## EXTRACT TO READ
--- START ---

7 tips to manage political discussions at work


Did you watch the Presidential Debate Tuesday night? Do you think it showcased the best of America? If you do, I think you were tuned to the wrong channel. In fact, I'd argue that it was the low point of American presidential campaign history, if not all of Amerian presidential history.

Our country is broken. We are more divided than we have been in 155 years. This division also exists among your employees. Approximately half will be Red/Republican/Trump and the other approximate half will be Blue/Democrat/Biden. Given our 24/7 news cycles, social media, and the overall unavoidability of this election, these issues will bleed into discussions among your employees at work, and outside of work on social media and otherwise. 

While I believe that employees shouldn't discuss these issues at work, it's simply not realistic to ask or expect your employees not to discuss politics five weeks away from the most consequential election of our lives.

--- END ---

## EXTRACTED ENTRIES
--- START ---

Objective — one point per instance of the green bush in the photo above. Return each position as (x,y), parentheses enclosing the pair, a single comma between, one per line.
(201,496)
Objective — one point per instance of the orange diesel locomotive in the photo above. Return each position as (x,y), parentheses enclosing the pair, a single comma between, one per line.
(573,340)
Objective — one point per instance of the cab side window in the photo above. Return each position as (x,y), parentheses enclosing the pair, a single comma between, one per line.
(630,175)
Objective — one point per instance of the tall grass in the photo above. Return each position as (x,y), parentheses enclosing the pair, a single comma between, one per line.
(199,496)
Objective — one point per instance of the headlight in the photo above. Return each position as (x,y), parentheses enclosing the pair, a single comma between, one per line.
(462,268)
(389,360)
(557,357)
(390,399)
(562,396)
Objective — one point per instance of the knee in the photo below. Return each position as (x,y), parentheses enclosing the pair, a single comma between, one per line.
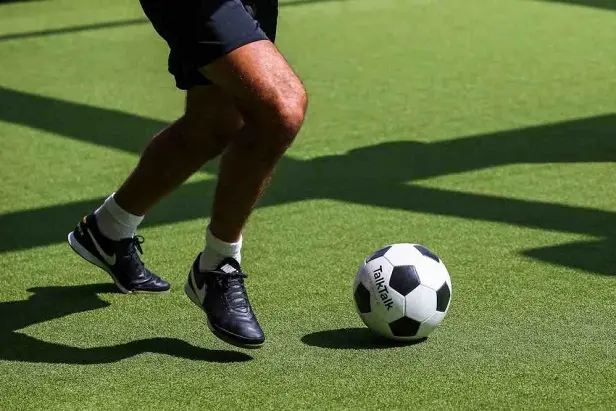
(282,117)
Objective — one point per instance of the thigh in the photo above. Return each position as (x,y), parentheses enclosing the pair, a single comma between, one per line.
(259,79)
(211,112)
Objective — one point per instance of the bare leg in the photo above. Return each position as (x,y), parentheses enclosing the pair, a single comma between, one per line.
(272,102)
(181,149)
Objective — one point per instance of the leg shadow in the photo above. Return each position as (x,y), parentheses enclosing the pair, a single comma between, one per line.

--- END ---

## TASK DIRECTIONS
Reproduce the piece on political discussions at work word for word, from "Our country is" to "of our lives.".

## EXERCISE ANSWER
Our country is broken. We are more divided than we have been in 155 years. This division also exists among your employees. Approximately half will be Red/Republican/Trump and the other approximate half will be Blue/Democrat/Biden. Given our 24/7 news cycles, social media, and the overall unavoidability of this election, these issues will bleed into discussions among your employees at work, and outside of work on social media and otherwise. 

While I believe that employees shouldn't discuss these issues at work, it's simply not realistic to ask or expect your employees not to discuss politics five weeks away from the most consequential election of our lives.